§ TASK
Tally the lines in the data below in which the word "segment" occurs, then give only the total.

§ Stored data
Content starts
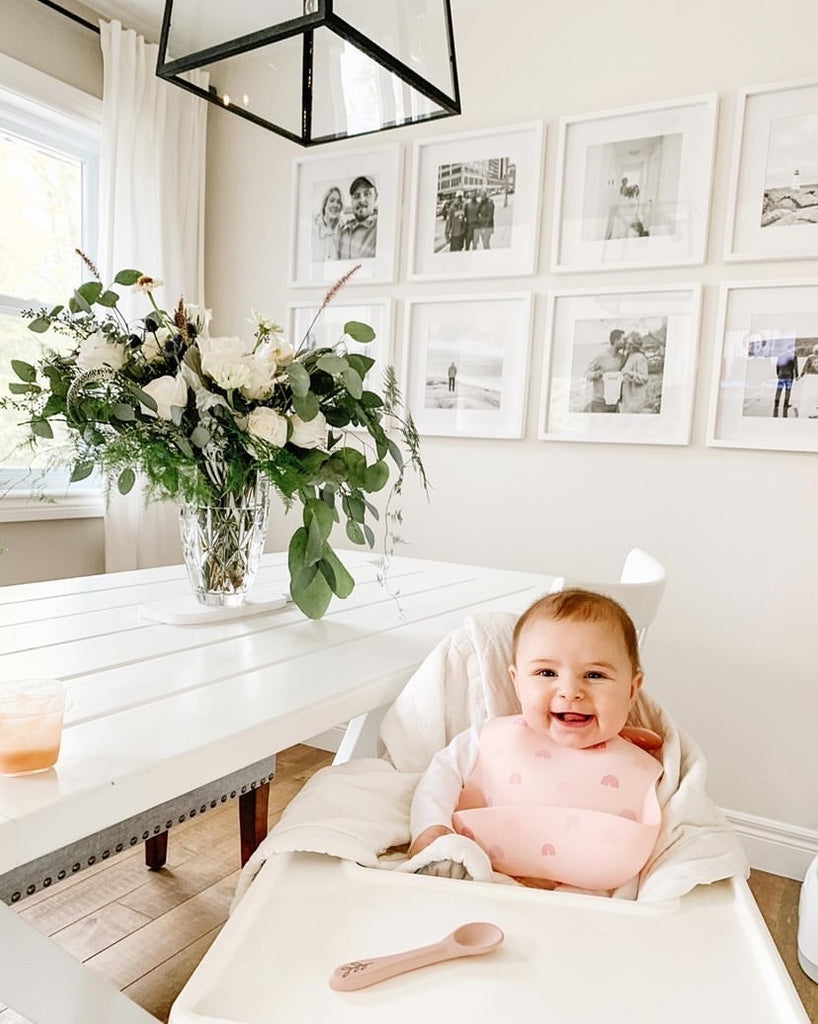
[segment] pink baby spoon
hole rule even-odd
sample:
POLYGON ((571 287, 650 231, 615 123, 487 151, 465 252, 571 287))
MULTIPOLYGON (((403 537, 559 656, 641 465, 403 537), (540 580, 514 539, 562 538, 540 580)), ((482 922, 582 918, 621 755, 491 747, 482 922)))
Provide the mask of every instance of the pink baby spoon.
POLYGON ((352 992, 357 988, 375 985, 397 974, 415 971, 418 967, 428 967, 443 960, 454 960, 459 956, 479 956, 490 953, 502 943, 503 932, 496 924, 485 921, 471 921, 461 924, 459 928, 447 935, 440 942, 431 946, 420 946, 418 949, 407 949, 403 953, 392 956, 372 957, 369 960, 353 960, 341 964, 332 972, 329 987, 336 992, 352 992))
Content ends
Content starts
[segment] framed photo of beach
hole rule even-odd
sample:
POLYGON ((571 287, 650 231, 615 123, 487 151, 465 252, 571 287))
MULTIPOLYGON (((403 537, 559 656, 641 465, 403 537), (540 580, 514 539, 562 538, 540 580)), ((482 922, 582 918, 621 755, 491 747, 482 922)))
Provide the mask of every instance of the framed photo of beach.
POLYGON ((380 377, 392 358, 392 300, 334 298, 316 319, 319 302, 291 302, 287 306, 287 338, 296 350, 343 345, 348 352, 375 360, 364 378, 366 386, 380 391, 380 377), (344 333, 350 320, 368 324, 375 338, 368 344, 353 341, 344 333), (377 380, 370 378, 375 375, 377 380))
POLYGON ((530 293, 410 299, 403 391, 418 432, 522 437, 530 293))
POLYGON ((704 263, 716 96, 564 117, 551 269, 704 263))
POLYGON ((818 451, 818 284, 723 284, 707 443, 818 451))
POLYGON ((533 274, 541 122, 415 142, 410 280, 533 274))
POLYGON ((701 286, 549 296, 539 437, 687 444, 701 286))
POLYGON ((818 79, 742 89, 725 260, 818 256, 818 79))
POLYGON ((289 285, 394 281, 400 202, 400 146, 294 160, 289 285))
Content ends
§ SOLVED EXERCISE
2